● **TUGAS ANDA**:
1. Jawab pertanyaan berikut berdasarkan makalah tentang pendidikan karakter:
(a) Menurut abstrak, pihak mana saja yang perlu bekerja sama untuk menyukseskan pendidikan berbasis karakter?
(b) Kutipan berbahasa Inggris apa yang tercantum di bawah judul "I. PENDAHULUAN"?
(c) Menurut pendahuluan, lapisan usia mana saja yang sudah dijangkiti dampak negatif globalisasi?
2. Teruskan makalah tentang pendidikan karakter mulai dari kalimat terakhirnya.

Senin, 01 Oktober 2012

Makalah Pendidikan Karakter



PENINGKATAN KUALITAS PENDIDIK 
DALAM MEMBANGUN KARAKTER PESERTA DIDIK

Oleh. Dewi Rosiani




Abstrak
Karakter adalah sebuah tameng untuk menangkis berbagai pengaruh negatif dari era globalisasi saat ini. Berbagai macam kasus negatif yang muncul ke permukaan yang menimpa sumber daya manusia membuktikan bahwa perlu adanya perubahan di berbagai bidang, khususnya pendidikan. Pendidikan berbasis karakter adalah salah satu cara yang dilakukan untuk membangun manusia-manusia yang berkarakter sehingga hal-hal buruk/negatif bisa diminimalisasi, diantisipasi, dan dihilangkan. Perlu kerjasama dan kekompakan dari berbagai pihak yaitu pemerintah,  masyarakat, guru, atau orangtua dalam menyukseskan pendidikan berbasis karakter. Pendidik termasuk guru sebagai salah satu pihak yang bertanggung jawab terhadap pendidikan berbasis karakter di sekolah harus senantiasa melakukan koreksi dan melakukan usaha-usaha untuk meningkatkan kualitasnya sehingga mampu membangun generasi penerus bangsa yang berkarakter. Usaha-usaha untuk meningkatkan kualitas pendidik meliputi: memunculkan hasrat untuk melakukan suatu perubahan dalam lubuk hatinya, mencintai profesinya dengan sepenuh hati, senantiasa belajar dan menuntut ilmu, meneladani sikap dan perilaku Rasul/Nabi, membentuk kebiasaan yang baik dan positif dalam hidupnya, serta melakukan integrasi dan internalisasi kebiasaan-kebiasaan tersebut dalam proses pembelajaran.


I.     PENDAHULUAN

“When character is lost, everything is lost”

Arus globalisasi yang semakin deras dan tak dapat dibendung, membuat negara kita terancam. Persaingan bebas membuat kita sebagai negara timur terpojokan. Bagaimana tidak arus informasi, teknologi yang semakin canggih, bahkan sampai pada mode, pergaulan bebas nyaris tidak bisa dibendung. Memang ada dampak positif yang bisa kita peroleh, tapi tidak bisa kita pungkiri justru dampak negatiflah yang kita rasakan sudah menjangkiti seluruh lapisan masyarakat,  baik usia anak-anak, remaja, dewasa, sampai usia tua.

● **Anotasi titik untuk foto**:
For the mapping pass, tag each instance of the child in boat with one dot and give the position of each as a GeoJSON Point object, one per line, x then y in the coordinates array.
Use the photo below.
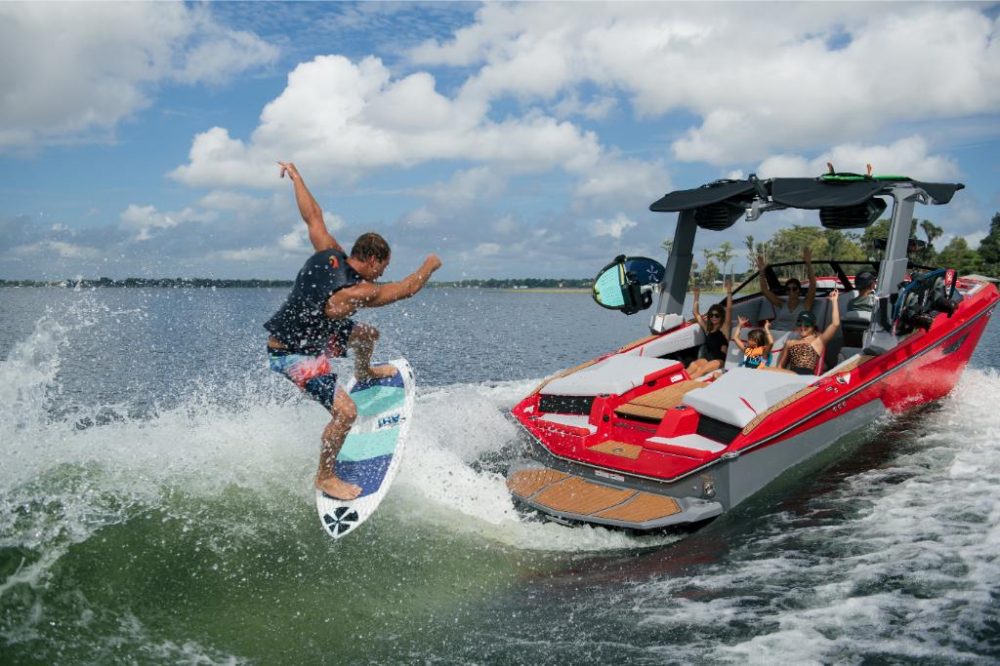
{"type": "Point", "coordinates": [804, 356]}
{"type": "Point", "coordinates": [757, 349]}
{"type": "Point", "coordinates": [715, 324]}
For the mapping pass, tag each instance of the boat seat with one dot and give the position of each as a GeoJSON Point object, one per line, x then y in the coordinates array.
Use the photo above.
{"type": "Point", "coordinates": [614, 375]}
{"type": "Point", "coordinates": [739, 395]}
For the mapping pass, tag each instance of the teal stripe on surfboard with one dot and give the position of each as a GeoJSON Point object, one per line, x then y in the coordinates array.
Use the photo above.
{"type": "Point", "coordinates": [371, 401]}
{"type": "Point", "coordinates": [365, 445]}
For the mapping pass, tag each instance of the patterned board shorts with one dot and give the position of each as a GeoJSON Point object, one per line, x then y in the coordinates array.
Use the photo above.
{"type": "Point", "coordinates": [312, 374]}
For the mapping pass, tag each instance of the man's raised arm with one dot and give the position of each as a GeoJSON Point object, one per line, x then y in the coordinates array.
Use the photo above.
{"type": "Point", "coordinates": [312, 214]}
{"type": "Point", "coordinates": [408, 286]}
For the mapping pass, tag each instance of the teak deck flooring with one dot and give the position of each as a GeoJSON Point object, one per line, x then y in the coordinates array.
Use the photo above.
{"type": "Point", "coordinates": [653, 405]}
{"type": "Point", "coordinates": [568, 494]}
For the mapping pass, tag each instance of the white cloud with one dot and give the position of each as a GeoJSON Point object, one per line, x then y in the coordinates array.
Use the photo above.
{"type": "Point", "coordinates": [487, 249]}
{"type": "Point", "coordinates": [617, 180]}
{"type": "Point", "coordinates": [144, 219]}
{"type": "Point", "coordinates": [336, 118]}
{"type": "Point", "coordinates": [61, 249]}
{"type": "Point", "coordinates": [73, 71]}
{"type": "Point", "coordinates": [613, 228]}
{"type": "Point", "coordinates": [906, 157]}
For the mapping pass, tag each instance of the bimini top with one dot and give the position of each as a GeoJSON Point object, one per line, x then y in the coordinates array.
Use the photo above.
{"type": "Point", "coordinates": [845, 201]}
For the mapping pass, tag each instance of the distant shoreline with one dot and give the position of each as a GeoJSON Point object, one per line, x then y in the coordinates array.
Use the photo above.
{"type": "Point", "coordinates": [526, 285]}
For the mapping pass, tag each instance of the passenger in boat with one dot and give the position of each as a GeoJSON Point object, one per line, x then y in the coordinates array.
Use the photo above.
{"type": "Point", "coordinates": [715, 324]}
{"type": "Point", "coordinates": [787, 310]}
{"type": "Point", "coordinates": [804, 355]}
{"type": "Point", "coordinates": [865, 300]}
{"type": "Point", "coordinates": [314, 324]}
{"type": "Point", "coordinates": [757, 349]}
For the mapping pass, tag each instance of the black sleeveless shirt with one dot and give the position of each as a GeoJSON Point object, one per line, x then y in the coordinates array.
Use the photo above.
{"type": "Point", "coordinates": [716, 344]}
{"type": "Point", "coordinates": [301, 323]}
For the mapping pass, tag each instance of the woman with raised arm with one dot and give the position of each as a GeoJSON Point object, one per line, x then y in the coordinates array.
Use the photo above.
{"type": "Point", "coordinates": [715, 325]}
{"type": "Point", "coordinates": [787, 310]}
{"type": "Point", "coordinates": [804, 356]}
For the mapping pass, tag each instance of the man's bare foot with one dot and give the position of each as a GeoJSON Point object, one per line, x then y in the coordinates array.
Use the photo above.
{"type": "Point", "coordinates": [337, 488]}
{"type": "Point", "coordinates": [377, 372]}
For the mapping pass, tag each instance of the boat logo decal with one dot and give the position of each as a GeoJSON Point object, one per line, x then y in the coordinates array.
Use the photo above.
{"type": "Point", "coordinates": [342, 520]}
{"type": "Point", "coordinates": [953, 347]}
{"type": "Point", "coordinates": [389, 421]}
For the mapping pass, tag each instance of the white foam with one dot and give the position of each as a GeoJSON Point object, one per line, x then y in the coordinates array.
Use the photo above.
{"type": "Point", "coordinates": [453, 427]}
{"type": "Point", "coordinates": [916, 560]}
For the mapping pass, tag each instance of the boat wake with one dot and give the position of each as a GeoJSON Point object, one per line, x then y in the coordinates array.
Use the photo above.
{"type": "Point", "coordinates": [895, 560]}
{"type": "Point", "coordinates": [73, 464]}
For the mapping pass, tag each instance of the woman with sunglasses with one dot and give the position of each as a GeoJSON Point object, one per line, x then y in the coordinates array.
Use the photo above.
{"type": "Point", "coordinates": [804, 356]}
{"type": "Point", "coordinates": [715, 324]}
{"type": "Point", "coordinates": [786, 311]}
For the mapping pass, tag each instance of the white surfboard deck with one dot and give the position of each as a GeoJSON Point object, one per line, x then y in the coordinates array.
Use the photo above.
{"type": "Point", "coordinates": [373, 449]}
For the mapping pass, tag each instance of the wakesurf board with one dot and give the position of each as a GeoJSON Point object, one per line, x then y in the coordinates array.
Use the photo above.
{"type": "Point", "coordinates": [372, 452]}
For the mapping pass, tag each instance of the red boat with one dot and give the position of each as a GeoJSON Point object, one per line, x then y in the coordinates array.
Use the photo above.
{"type": "Point", "coordinates": [630, 440]}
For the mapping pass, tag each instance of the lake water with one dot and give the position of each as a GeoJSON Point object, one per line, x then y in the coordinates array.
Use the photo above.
{"type": "Point", "coordinates": [156, 507]}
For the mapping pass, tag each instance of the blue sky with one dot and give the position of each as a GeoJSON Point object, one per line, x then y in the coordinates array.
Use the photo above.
{"type": "Point", "coordinates": [514, 140]}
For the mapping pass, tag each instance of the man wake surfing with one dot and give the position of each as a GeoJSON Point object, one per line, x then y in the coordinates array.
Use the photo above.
{"type": "Point", "coordinates": [314, 324]}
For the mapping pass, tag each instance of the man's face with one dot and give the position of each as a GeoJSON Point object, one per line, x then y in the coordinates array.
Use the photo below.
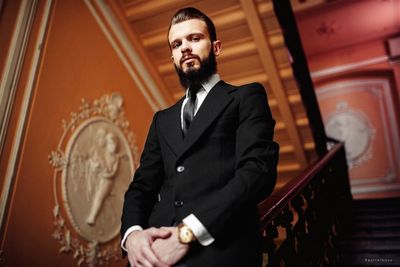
{"type": "Point", "coordinates": [191, 46]}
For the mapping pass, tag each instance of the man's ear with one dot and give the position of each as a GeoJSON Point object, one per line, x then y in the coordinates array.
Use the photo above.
{"type": "Point", "coordinates": [217, 47]}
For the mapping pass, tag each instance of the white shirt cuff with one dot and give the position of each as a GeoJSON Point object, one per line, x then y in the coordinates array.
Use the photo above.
{"type": "Point", "coordinates": [130, 230]}
{"type": "Point", "coordinates": [198, 229]}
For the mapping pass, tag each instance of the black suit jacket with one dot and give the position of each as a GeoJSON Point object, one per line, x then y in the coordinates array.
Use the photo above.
{"type": "Point", "coordinates": [229, 164]}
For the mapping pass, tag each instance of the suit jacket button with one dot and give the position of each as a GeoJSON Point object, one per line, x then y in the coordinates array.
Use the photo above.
{"type": "Point", "coordinates": [180, 169]}
{"type": "Point", "coordinates": [178, 203]}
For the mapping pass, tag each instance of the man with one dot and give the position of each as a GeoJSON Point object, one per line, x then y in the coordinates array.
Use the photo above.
{"type": "Point", "coordinates": [207, 162]}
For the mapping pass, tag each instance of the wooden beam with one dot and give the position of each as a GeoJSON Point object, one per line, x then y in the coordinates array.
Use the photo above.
{"type": "Point", "coordinates": [277, 87]}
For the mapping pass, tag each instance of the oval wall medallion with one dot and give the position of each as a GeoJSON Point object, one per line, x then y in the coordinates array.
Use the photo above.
{"type": "Point", "coordinates": [93, 165]}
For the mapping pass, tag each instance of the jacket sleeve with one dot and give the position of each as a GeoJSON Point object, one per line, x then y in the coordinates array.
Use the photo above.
{"type": "Point", "coordinates": [256, 163]}
{"type": "Point", "coordinates": [145, 186]}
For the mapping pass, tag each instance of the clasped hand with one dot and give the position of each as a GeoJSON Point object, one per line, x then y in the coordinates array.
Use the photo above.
{"type": "Point", "coordinates": [155, 247]}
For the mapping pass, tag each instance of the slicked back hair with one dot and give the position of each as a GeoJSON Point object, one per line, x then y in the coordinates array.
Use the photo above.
{"type": "Point", "coordinates": [188, 13]}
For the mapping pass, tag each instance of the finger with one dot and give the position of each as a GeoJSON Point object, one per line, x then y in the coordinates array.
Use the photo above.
{"type": "Point", "coordinates": [151, 257]}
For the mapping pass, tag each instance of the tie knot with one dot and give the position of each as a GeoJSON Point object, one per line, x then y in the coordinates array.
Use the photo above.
{"type": "Point", "coordinates": [193, 89]}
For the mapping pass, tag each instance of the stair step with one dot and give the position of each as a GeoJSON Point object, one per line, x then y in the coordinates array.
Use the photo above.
{"type": "Point", "coordinates": [377, 217]}
{"type": "Point", "coordinates": [376, 210]}
{"type": "Point", "coordinates": [370, 245]}
{"type": "Point", "coordinates": [370, 259]}
{"type": "Point", "coordinates": [373, 235]}
{"type": "Point", "coordinates": [377, 224]}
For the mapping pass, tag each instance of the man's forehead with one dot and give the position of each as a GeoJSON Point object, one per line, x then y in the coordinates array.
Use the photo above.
{"type": "Point", "coordinates": [187, 27]}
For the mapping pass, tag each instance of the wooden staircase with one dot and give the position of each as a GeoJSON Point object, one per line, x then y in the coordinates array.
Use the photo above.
{"type": "Point", "coordinates": [373, 236]}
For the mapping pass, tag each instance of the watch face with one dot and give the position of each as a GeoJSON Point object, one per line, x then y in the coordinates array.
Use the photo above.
{"type": "Point", "coordinates": [185, 235]}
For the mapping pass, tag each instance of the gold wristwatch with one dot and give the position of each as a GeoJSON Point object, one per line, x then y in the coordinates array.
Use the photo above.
{"type": "Point", "coordinates": [185, 234]}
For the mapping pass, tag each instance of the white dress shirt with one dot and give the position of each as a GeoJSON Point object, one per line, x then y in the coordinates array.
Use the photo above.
{"type": "Point", "coordinates": [198, 229]}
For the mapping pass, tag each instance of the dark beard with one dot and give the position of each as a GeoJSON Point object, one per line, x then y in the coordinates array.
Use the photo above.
{"type": "Point", "coordinates": [207, 68]}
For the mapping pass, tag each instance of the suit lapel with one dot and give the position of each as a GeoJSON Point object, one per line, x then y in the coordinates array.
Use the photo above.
{"type": "Point", "coordinates": [216, 101]}
{"type": "Point", "coordinates": [171, 127]}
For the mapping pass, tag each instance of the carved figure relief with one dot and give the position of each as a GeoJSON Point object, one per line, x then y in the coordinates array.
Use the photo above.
{"type": "Point", "coordinates": [354, 129]}
{"type": "Point", "coordinates": [94, 163]}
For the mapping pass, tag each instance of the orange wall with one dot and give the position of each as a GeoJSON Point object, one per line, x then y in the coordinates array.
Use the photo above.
{"type": "Point", "coordinates": [365, 103]}
{"type": "Point", "coordinates": [77, 62]}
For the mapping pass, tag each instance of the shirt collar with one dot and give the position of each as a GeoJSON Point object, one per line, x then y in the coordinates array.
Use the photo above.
{"type": "Point", "coordinates": [209, 84]}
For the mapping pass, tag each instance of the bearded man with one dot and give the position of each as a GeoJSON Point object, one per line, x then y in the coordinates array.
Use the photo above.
{"type": "Point", "coordinates": [207, 162]}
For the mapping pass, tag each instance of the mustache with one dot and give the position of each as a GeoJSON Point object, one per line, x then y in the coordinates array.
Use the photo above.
{"type": "Point", "coordinates": [188, 56]}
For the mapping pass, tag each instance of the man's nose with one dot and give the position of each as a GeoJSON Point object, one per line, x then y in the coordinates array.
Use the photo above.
{"type": "Point", "coordinates": [185, 46]}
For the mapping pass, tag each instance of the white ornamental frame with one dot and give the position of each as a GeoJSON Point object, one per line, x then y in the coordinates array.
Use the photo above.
{"type": "Point", "coordinates": [91, 253]}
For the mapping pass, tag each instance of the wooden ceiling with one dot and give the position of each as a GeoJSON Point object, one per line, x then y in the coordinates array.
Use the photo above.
{"type": "Point", "coordinates": [253, 49]}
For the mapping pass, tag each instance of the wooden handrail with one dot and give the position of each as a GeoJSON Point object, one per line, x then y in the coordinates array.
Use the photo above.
{"type": "Point", "coordinates": [312, 210]}
{"type": "Point", "coordinates": [275, 203]}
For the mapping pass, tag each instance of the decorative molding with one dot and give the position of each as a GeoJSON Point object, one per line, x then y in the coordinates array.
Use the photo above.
{"type": "Point", "coordinates": [23, 114]}
{"type": "Point", "coordinates": [379, 89]}
{"type": "Point", "coordinates": [348, 67]}
{"type": "Point", "coordinates": [14, 62]}
{"type": "Point", "coordinates": [127, 53]}
{"type": "Point", "coordinates": [326, 29]}
{"type": "Point", "coordinates": [93, 164]}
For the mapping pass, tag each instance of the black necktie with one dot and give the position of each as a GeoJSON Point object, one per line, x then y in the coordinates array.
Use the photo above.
{"type": "Point", "coordinates": [188, 109]}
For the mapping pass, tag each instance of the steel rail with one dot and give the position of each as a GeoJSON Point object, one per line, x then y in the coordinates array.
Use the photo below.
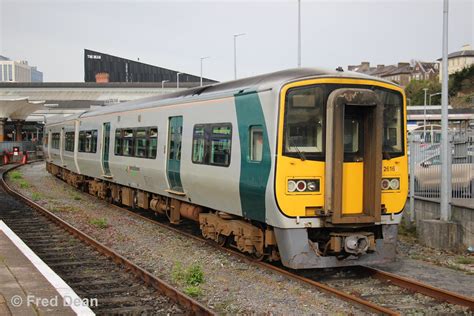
{"type": "Point", "coordinates": [425, 289]}
{"type": "Point", "coordinates": [160, 285]}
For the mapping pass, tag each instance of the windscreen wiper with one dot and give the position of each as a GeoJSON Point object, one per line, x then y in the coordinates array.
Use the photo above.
{"type": "Point", "coordinates": [300, 153]}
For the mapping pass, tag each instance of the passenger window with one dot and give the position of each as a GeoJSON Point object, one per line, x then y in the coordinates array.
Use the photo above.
{"type": "Point", "coordinates": [118, 142]}
{"type": "Point", "coordinates": [93, 141]}
{"type": "Point", "coordinates": [152, 142]}
{"type": "Point", "coordinates": [140, 143]}
{"type": "Point", "coordinates": [199, 143]}
{"type": "Point", "coordinates": [212, 144]}
{"type": "Point", "coordinates": [351, 135]}
{"type": "Point", "coordinates": [88, 141]}
{"type": "Point", "coordinates": [69, 141]}
{"type": "Point", "coordinates": [256, 143]}
{"type": "Point", "coordinates": [304, 117]}
{"type": "Point", "coordinates": [55, 139]}
{"type": "Point", "coordinates": [220, 145]}
{"type": "Point", "coordinates": [127, 148]}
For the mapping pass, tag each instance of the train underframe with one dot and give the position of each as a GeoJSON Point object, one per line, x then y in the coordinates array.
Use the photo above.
{"type": "Point", "coordinates": [296, 248]}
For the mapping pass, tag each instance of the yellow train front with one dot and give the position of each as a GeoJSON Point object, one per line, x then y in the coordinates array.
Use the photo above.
{"type": "Point", "coordinates": [340, 171]}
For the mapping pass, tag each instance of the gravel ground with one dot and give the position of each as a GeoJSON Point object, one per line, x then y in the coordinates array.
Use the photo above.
{"type": "Point", "coordinates": [230, 285]}
{"type": "Point", "coordinates": [408, 247]}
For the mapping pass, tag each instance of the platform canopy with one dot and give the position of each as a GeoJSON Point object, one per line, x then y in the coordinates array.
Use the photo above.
{"type": "Point", "coordinates": [18, 108]}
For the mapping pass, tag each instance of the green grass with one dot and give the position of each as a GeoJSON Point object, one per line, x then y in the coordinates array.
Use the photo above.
{"type": "Point", "coordinates": [194, 275]}
{"type": "Point", "coordinates": [23, 184]}
{"type": "Point", "coordinates": [15, 175]}
{"type": "Point", "coordinates": [193, 291]}
{"type": "Point", "coordinates": [99, 223]}
{"type": "Point", "coordinates": [465, 260]}
{"type": "Point", "coordinates": [36, 196]}
{"type": "Point", "coordinates": [76, 196]}
{"type": "Point", "coordinates": [191, 277]}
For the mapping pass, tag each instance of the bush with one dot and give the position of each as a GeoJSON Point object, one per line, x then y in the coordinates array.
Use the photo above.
{"type": "Point", "coordinates": [193, 291]}
{"type": "Point", "coordinates": [192, 277]}
{"type": "Point", "coordinates": [99, 222]}
{"type": "Point", "coordinates": [23, 184]}
{"type": "Point", "coordinates": [15, 175]}
{"type": "Point", "coordinates": [36, 196]}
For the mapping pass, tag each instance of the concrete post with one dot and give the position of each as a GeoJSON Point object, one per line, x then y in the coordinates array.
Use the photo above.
{"type": "Point", "coordinates": [18, 129]}
{"type": "Point", "coordinates": [2, 129]}
{"type": "Point", "coordinates": [411, 146]}
{"type": "Point", "coordinates": [445, 194]}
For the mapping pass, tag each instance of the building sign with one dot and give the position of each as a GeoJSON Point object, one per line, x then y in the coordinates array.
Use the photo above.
{"type": "Point", "coordinates": [94, 56]}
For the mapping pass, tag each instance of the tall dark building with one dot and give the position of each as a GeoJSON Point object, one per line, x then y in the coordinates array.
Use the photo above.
{"type": "Point", "coordinates": [117, 69]}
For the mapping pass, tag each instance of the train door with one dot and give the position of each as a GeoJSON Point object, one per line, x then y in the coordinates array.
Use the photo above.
{"type": "Point", "coordinates": [173, 163]}
{"type": "Point", "coordinates": [105, 149]}
{"type": "Point", "coordinates": [354, 156]}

● **JAWABAN TUGAS**:
1.
(a) Pemerintah, masyarakat, guru, atau orangtua.
(b) “When character is lost, everything is lost”.
(c) Anak-anak, remaja, dewasa, sampai usia tua.

2.
Berbagai macam kasus yang beredar secara santer di masyarakat adalah contoh dari dampak negatif arus globalisasi. Kasus yang sering muncul saat ini dan melibatkan anak-anak usia sekolah seperti terjun dalam pergaulan bebas, terjerat narkoba, melakukan tindakan kriminal, dan lain sebagainya. Kasus yang marak di lingkungan pendidik seperti guru yang melakukan tindakan tak terpuji, melakukan demo, melecehkan anak didiknya, membocorkan jawaban/kunci ujian nasional, dan lain sebagainya. Kasus yang melanda kalangan pejabat negara yang selalu menghias layar kaca seperti anggota DPR yang korup, bentrok saat sidang, tertangkap melakukan hubungan mesum,  melihat video porno saat sidang berlangsung, plesir di saat negara tertimpa bencana, bahkan membangun gedung DPR baru yang sangat megah dan menghabiskan banyak kocek di tengah-tengah kemiskinan yang semakin merajalela. Sungguh sebuah ironi yang saat ini sedang terjadi di negara kita.
Kecanggihan teknologi dan kemudahan mengakses informasi negatif lewat media cetak atau media elektronik seperti internet atau televisi membuat masyarakat kian terlena. Mereka biasa dininabobokan, mereka biasa melakukan kebiasaan-kebiasaan negatif yang tak mereka sadari telah mengikis karakternya.  Hal ini membuat semangat bekerja keras, pantang menyerang, bersosialisasi, kejujuran, kebaikan, dan nilai-nilai yang baik nyaris tenggelam.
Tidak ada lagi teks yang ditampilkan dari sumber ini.